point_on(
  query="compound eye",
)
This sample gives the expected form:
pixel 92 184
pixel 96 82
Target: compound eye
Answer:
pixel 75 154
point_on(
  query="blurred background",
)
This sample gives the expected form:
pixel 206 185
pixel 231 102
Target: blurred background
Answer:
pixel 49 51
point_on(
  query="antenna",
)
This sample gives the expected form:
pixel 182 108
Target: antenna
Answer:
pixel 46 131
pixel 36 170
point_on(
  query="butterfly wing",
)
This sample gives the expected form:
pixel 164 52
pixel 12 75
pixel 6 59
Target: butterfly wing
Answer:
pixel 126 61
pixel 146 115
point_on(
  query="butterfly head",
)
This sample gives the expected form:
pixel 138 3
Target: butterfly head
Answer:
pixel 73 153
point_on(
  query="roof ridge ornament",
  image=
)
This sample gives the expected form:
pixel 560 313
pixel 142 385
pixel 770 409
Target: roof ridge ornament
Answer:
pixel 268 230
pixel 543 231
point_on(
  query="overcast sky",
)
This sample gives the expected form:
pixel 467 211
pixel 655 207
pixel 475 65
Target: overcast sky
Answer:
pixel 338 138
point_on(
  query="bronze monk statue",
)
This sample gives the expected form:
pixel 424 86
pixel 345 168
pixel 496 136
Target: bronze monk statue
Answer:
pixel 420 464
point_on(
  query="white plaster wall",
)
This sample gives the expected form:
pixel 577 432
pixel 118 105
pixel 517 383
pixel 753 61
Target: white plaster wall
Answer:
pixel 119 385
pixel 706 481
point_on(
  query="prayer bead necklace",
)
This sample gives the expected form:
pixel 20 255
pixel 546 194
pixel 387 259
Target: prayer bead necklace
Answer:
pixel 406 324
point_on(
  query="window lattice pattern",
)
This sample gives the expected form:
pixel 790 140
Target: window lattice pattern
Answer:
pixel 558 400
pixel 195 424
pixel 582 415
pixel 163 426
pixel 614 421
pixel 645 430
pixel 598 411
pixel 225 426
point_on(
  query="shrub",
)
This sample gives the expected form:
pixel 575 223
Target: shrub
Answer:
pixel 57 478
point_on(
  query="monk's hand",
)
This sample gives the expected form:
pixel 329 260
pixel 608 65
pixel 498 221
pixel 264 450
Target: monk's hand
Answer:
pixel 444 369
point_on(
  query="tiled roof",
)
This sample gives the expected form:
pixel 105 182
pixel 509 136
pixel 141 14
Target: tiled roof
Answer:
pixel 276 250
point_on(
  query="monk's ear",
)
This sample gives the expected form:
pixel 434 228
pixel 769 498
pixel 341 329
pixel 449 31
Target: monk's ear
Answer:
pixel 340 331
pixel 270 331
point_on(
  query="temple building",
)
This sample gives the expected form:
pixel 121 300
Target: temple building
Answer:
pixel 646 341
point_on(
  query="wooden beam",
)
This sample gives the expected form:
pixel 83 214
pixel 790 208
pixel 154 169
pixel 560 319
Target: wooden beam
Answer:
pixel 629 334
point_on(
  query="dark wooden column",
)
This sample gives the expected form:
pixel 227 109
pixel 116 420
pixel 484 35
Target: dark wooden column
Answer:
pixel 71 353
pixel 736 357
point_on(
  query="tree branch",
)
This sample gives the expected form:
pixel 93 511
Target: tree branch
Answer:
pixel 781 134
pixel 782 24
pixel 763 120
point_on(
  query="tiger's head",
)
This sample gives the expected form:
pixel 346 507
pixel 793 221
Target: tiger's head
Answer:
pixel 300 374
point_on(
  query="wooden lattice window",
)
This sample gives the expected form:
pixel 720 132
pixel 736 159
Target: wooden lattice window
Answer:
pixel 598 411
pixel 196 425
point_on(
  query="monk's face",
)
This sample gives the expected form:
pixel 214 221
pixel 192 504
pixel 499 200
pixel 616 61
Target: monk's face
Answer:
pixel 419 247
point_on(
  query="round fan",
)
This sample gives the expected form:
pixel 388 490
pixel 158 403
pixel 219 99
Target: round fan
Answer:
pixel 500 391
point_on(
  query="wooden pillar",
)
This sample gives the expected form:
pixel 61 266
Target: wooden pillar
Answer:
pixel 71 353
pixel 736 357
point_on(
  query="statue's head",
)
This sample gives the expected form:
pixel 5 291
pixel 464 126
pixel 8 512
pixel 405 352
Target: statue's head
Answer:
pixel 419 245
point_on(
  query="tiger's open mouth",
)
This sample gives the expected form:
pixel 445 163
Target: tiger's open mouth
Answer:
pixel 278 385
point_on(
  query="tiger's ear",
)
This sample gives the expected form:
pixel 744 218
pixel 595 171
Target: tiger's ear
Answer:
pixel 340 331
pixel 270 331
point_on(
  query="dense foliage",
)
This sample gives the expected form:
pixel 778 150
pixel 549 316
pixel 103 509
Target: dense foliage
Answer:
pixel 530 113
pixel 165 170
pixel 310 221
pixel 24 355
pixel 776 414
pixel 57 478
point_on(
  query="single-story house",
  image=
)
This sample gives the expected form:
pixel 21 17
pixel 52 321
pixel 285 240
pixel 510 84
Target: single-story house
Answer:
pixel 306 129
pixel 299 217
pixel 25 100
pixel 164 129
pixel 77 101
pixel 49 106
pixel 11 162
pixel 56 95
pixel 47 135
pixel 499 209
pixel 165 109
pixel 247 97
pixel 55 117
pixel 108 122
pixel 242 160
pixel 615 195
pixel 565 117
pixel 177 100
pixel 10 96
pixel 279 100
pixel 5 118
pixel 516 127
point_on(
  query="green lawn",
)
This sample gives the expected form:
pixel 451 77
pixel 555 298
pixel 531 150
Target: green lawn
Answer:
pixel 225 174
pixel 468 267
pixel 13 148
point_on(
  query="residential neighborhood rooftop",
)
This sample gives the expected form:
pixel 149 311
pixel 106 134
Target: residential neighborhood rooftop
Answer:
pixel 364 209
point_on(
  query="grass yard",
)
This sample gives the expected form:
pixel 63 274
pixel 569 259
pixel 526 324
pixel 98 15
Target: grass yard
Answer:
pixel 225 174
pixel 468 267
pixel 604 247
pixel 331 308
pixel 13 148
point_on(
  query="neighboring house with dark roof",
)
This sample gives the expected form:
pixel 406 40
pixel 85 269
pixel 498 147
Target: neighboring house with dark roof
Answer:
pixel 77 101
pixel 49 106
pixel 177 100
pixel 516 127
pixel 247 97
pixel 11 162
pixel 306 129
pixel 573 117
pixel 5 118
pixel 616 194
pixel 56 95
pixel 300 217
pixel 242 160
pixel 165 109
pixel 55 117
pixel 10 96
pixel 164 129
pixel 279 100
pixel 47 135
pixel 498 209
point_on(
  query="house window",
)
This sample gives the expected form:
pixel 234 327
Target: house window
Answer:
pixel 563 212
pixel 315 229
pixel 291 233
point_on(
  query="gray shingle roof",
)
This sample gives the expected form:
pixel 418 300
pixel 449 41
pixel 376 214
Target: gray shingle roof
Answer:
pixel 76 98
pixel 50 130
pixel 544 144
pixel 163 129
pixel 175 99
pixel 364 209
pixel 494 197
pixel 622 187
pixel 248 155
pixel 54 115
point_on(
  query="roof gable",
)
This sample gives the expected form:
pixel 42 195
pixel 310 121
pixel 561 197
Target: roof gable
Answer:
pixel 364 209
────
Convert every line of the listing above into a Markdown table with two columns, Index and Entry. Number each line in order under Index, put its text under Entry, and omit blank lines.

§ Reply
| Index | Entry |
|---|---|
| 1 | point_on( |
| 2 |   query="compound eye", |
| 3 | ) |
| 4 | This sample gives the expected form: |
| 5 | pixel 92 184 |
| 6 | pixel 96 82 |
| 7 | Target: compound eye |
| 8 | Answer: |
| 9 | pixel 75 154 |
| 10 | point_on( |
| 11 |   query="blurred background", |
| 12 | ) |
| 13 | This sample gives the expected form: |
| 14 | pixel 206 185 |
| 15 | pixel 231 102 |
| 16 | Target: blurred background |
| 17 | Answer: |
| 18 | pixel 49 51 |
| 19 | point_on( |
| 20 |   query="antenna", |
| 21 | ) |
| 22 | This sample gives the expected form: |
| 23 | pixel 182 108 |
| 24 | Target: antenna |
| 25 | Answer: |
| 26 | pixel 46 131 |
| 27 | pixel 36 170 |
| 28 | point_on( |
| 29 |   query="butterfly wing", |
| 30 | ) |
| 31 | This sample gives the expected form: |
| 32 | pixel 164 52 |
| 33 | pixel 12 75 |
| 34 | pixel 6 59 |
| 35 | Target: butterfly wing |
| 36 | Answer: |
| 37 | pixel 126 61 |
| 38 | pixel 146 115 |
| 39 | point_on( |
| 40 |   query="butterfly head", |
| 41 | ) |
| 42 | This sample gives the expected form: |
| 43 | pixel 138 3 |
| 44 | Target: butterfly head |
| 45 | Answer: |
| 46 | pixel 73 153 |
| 47 | point_on( |
| 48 |   query="roof ridge ornament", |
| 49 |   image= |
| 50 | ) |
| 51 | This sample gives the expected form: |
| 52 | pixel 560 313 |
| 53 | pixel 142 385 |
| 54 | pixel 770 409 |
| 55 | Target: roof ridge ornament |
| 56 | Answer: |
| 57 | pixel 268 230 |
| 58 | pixel 543 231 |
| 59 | point_on( |
| 60 |   query="overcast sky", |
| 61 | ) |
| 62 | This sample gives the expected form: |
| 63 | pixel 467 211 |
| 64 | pixel 655 207 |
| 65 | pixel 475 65 |
| 66 | Target: overcast sky |
| 67 | Answer: |
| 68 | pixel 338 138 |
| 69 | point_on( |
| 70 |   query="bronze monk statue", |
| 71 | ) |
| 72 | This sample gives the expected form: |
| 73 | pixel 424 86 |
| 74 | pixel 345 168 |
| 75 | pixel 496 136 |
| 76 | Target: bronze monk statue |
| 77 | Answer: |
| 78 | pixel 420 464 |
| 79 | point_on( |
| 80 |   query="white plaster wall", |
| 81 | ) |
| 82 | This sample gives the expected form: |
| 83 | pixel 577 432 |
| 84 | pixel 118 105 |
| 85 | pixel 517 383 |
| 86 | pixel 753 61 |
| 87 | Target: white plaster wall |
| 88 | Answer: |
| 89 | pixel 119 385 |
| 90 | pixel 706 481 |
| 91 | point_on( |
| 92 |   query="prayer bead necklace", |
| 93 | ) |
| 94 | This sample gives the expected form: |
| 95 | pixel 20 255 |
| 96 | pixel 546 194 |
| 97 | pixel 387 259 |
| 98 | Target: prayer bead necklace |
| 99 | Answer: |
| 100 | pixel 406 324 |
| 101 | point_on( |
| 102 |   query="window lattice pattern", |
| 103 | ) |
| 104 | This sample gives the expected form: |
| 105 | pixel 790 140 |
| 106 | Target: window lattice pattern |
| 107 | Answer: |
| 108 | pixel 558 400 |
| 109 | pixel 195 424 |
| 110 | pixel 582 415 |
| 111 | pixel 163 426 |
| 112 | pixel 614 421 |
| 113 | pixel 645 430 |
| 114 | pixel 598 411 |
| 115 | pixel 225 426 |
| 116 | point_on( |
| 117 |   query="shrub", |
| 118 | ) |
| 119 | This sample gives the expected form: |
| 120 | pixel 575 223 |
| 121 | Target: shrub |
| 122 | Answer: |
| 123 | pixel 57 478 |
| 124 | point_on( |
| 125 |   query="monk's hand", |
| 126 | ) |
| 127 | This sample gives the expected form: |
| 128 | pixel 329 260 |
| 129 | pixel 608 65 |
| 130 | pixel 498 221 |
| 131 | pixel 264 450 |
| 132 | Target: monk's hand |
| 133 | Answer: |
| 134 | pixel 444 369 |
| 135 | point_on( |
| 136 |   query="tiled roof", |
| 137 | ) |
| 138 | This sample gives the expected form: |
| 139 | pixel 105 182 |
| 140 | pixel 509 136 |
| 141 | pixel 141 14 |
| 142 | Target: tiled roof |
| 143 | Answer: |
| 144 | pixel 276 250 |
| 145 | point_on( |
| 146 |   query="monk's ear", |
| 147 | ) |
| 148 | This sample gives the expected form: |
| 149 | pixel 434 228 |
| 150 | pixel 769 498 |
| 151 | pixel 341 329 |
| 152 | pixel 449 31 |
| 153 | Target: monk's ear |
| 154 | Answer: |
| 155 | pixel 340 331 |
| 156 | pixel 270 331 |
| 157 | point_on( |
| 158 |   query="temple building", |
| 159 | ) |
| 160 | This sample gives the expected form: |
| 161 | pixel 121 300 |
| 162 | Target: temple building |
| 163 | Answer: |
| 164 | pixel 646 341 |
| 165 | point_on( |
| 166 |   query="wooden beam", |
| 167 | ) |
| 168 | This sample gives the expected form: |
| 169 | pixel 83 214 |
| 170 | pixel 790 208 |
| 171 | pixel 154 169 |
| 172 | pixel 560 319 |
| 173 | Target: wooden beam |
| 174 | Answer: |
| 175 | pixel 629 334 |
| 176 | point_on( |
| 177 |   query="dark wooden column", |
| 178 | ) |
| 179 | This sample gives the expected form: |
| 180 | pixel 227 109 |
| 181 | pixel 116 420 |
| 182 | pixel 484 35 |
| 183 | Target: dark wooden column |
| 184 | Answer: |
| 185 | pixel 71 353 |
| 186 | pixel 736 357 |
| 187 | point_on( |
| 188 |   query="tree branch", |
| 189 | ) |
| 190 | This sample gives the expected form: |
| 191 | pixel 93 511 |
| 192 | Target: tree branch |
| 193 | Answer: |
| 194 | pixel 781 134 |
| 195 | pixel 782 24 |
| 196 | pixel 763 120 |
| 197 | point_on( |
| 198 |   query="tiger's head", |
| 199 | ) |
| 200 | This sample gives the expected form: |
| 201 | pixel 346 507 |
| 202 | pixel 793 221 |
| 203 | Target: tiger's head |
| 204 | Answer: |
| 205 | pixel 300 374 |
| 206 | point_on( |
| 207 |   query="wooden lattice window", |
| 208 | ) |
| 209 | This sample gives the expected form: |
| 210 | pixel 720 132 |
| 211 | pixel 736 159 |
| 212 | Target: wooden lattice window |
| 213 | Answer: |
| 214 | pixel 598 411 |
| 215 | pixel 196 425 |
| 216 | point_on( |
| 217 |   query="monk's face", |
| 218 | ) |
| 219 | This sample gives the expected form: |
| 220 | pixel 214 221 |
| 221 | pixel 192 504 |
| 222 | pixel 499 200 |
| 223 | pixel 616 61 |
| 224 | Target: monk's face |
| 225 | Answer: |
| 226 | pixel 419 247 |
| 227 | point_on( |
| 228 |   query="round fan", |
| 229 | ) |
| 230 | This sample gives the expected form: |
| 231 | pixel 388 490 |
| 232 | pixel 158 403 |
| 233 | pixel 219 99 |
| 234 | Target: round fan |
| 235 | Answer: |
| 236 | pixel 500 391 |
| 237 | point_on( |
| 238 |   query="wooden pillar", |
| 239 | ) |
| 240 | This sample gives the expected form: |
| 241 | pixel 61 266 |
| 242 | Target: wooden pillar |
| 243 | Answer: |
| 244 | pixel 71 353 |
| 245 | pixel 736 357 |
| 246 | point_on( |
| 247 |   query="statue's head", |
| 248 | ) |
| 249 | This sample gives the expected form: |
| 250 | pixel 5 291 |
| 251 | pixel 464 126 |
| 252 | pixel 8 512 |
| 253 | pixel 405 352 |
| 254 | Target: statue's head |
| 255 | Answer: |
| 256 | pixel 419 245 |
| 257 | point_on( |
| 258 |   query="tiger's open mouth", |
| 259 | ) |
| 260 | This sample gives the expected form: |
| 261 | pixel 445 163 |
| 262 | Target: tiger's open mouth |
| 263 | Answer: |
| 264 | pixel 278 385 |
| 265 | point_on( |
| 266 |   query="tiger's ear", |
| 267 | ) |
| 268 | This sample gives the expected form: |
| 269 | pixel 744 218 |
| 270 | pixel 595 171 |
| 271 | Target: tiger's ear |
| 272 | Answer: |
| 273 | pixel 340 331 |
| 274 | pixel 270 331 |
| 275 | point_on( |
| 276 |   query="dense foliage", |
| 277 | ) |
| 278 | This sample gives the expected form: |
| 279 | pixel 778 150 |
| 280 | pixel 549 316 |
| 281 | pixel 103 509 |
| 282 | Target: dense foliage |
| 283 | Answer: |
| 284 | pixel 530 113 |
| 285 | pixel 165 170 |
| 286 | pixel 310 221 |
| 287 | pixel 24 355 |
| 288 | pixel 776 414 |
| 289 | pixel 57 478 |
| 290 | point_on( |
| 291 |   query="single-story house", |
| 292 |   image= |
| 293 | ) |
| 294 | This sample gives the expected form: |
| 295 | pixel 21 17 |
| 296 | pixel 52 321 |
| 297 | pixel 285 240 |
| 298 | pixel 510 84 |
| 299 | Target: single-story house |
| 300 | Answer: |
| 301 | pixel 306 129 |
| 302 | pixel 299 217 |
| 303 | pixel 25 100 |
| 304 | pixel 164 129 |
| 305 | pixel 77 101 |
| 306 | pixel 49 106 |
| 307 | pixel 11 162 |
| 308 | pixel 56 95 |
| 309 | pixel 47 135 |
| 310 | pixel 499 209 |
| 311 | pixel 165 109 |
| 312 | pixel 247 97 |
| 313 | pixel 55 117 |
| 314 | pixel 108 122 |
| 315 | pixel 242 160 |
| 316 | pixel 615 195 |
| 317 | pixel 565 117 |
| 318 | pixel 177 100 |
| 319 | pixel 10 96 |
| 320 | pixel 279 100 |
| 321 | pixel 5 118 |
| 322 | pixel 516 127 |
| 323 | point_on( |
| 324 |   query="green lawn", |
| 325 | ) |
| 326 | This sample gives the expected form: |
| 327 | pixel 451 77 |
| 328 | pixel 555 298 |
| 329 | pixel 531 150 |
| 330 | Target: green lawn |
| 331 | Answer: |
| 332 | pixel 225 174 |
| 333 | pixel 468 267 |
| 334 | pixel 13 148 |
| 335 | point_on( |
| 336 |   query="residential neighborhood rooftop", |
| 337 | ) |
| 338 | This sample gives the expected form: |
| 339 | pixel 149 311 |
| 340 | pixel 106 134 |
| 341 | Target: residential neighborhood rooftop |
| 342 | Answer: |
| 343 | pixel 364 209 |
| 344 | point_on( |
| 345 |   query="grass yard", |
| 346 | ) |
| 347 | This sample gives the expected form: |
| 348 | pixel 63 274 |
| 349 | pixel 569 259 |
| 350 | pixel 526 324 |
| 351 | pixel 98 15 |
| 352 | Target: grass yard |
| 353 | Answer: |
| 354 | pixel 225 174 |
| 355 | pixel 468 267 |
| 356 | pixel 604 247 |
| 357 | pixel 331 308 |
| 358 | pixel 13 148 |
| 359 | point_on( |
| 360 |   query="neighboring house with dark roof", |
| 361 | ) |
| 362 | This sample gives the expected form: |
| 363 | pixel 406 40 |
| 364 | pixel 85 269 |
| 365 | pixel 498 147 |
| 366 | Target: neighboring house with dark roof |
| 367 | Answer: |
| 368 | pixel 77 101 |
| 369 | pixel 49 106 |
| 370 | pixel 177 100 |
| 371 | pixel 516 127 |
| 372 | pixel 247 97 |
| 373 | pixel 11 162 |
| 374 | pixel 306 129 |
| 375 | pixel 573 117 |
| 376 | pixel 5 118 |
| 377 | pixel 616 194 |
| 378 | pixel 56 95 |
| 379 | pixel 300 217 |
| 380 | pixel 242 160 |
| 381 | pixel 165 109 |
| 382 | pixel 55 117 |
| 383 | pixel 10 96 |
| 384 | pixel 164 129 |
| 385 | pixel 279 100 |
| 386 | pixel 47 135 |
| 387 | pixel 498 209 |
| 388 | point_on( |
| 389 |   query="house window", |
| 390 | ) |
| 391 | This sample gives the expected form: |
| 392 | pixel 234 327 |
| 393 | Target: house window |
| 394 | Answer: |
| 395 | pixel 563 212 |
| 396 | pixel 315 229 |
| 397 | pixel 291 233 |
| 398 | point_on( |
| 399 |   query="gray shingle roof", |
| 400 | ) |
| 401 | This sample gives the expected form: |
| 402 | pixel 418 300 |
| 403 | pixel 449 41 |
| 404 | pixel 376 214 |
| 405 | Target: gray shingle roof |
| 406 | Answer: |
| 407 | pixel 76 98 |
| 408 | pixel 50 130 |
| 409 | pixel 544 144 |
| 410 | pixel 163 129 |
| 411 | pixel 175 99 |
| 412 | pixel 364 209 |
| 413 | pixel 494 197 |
| 414 | pixel 622 187 |
| 415 | pixel 248 155 |
| 416 | pixel 54 115 |
| 417 | point_on( |
| 418 |   query="roof gable", |
| 419 | ) |
| 420 | This sample gives the expected form: |
| 421 | pixel 42 195 |
| 422 | pixel 310 121 |
| 423 | pixel 561 197 |
| 424 | Target: roof gable |
| 425 | Answer: |
| 426 | pixel 364 209 |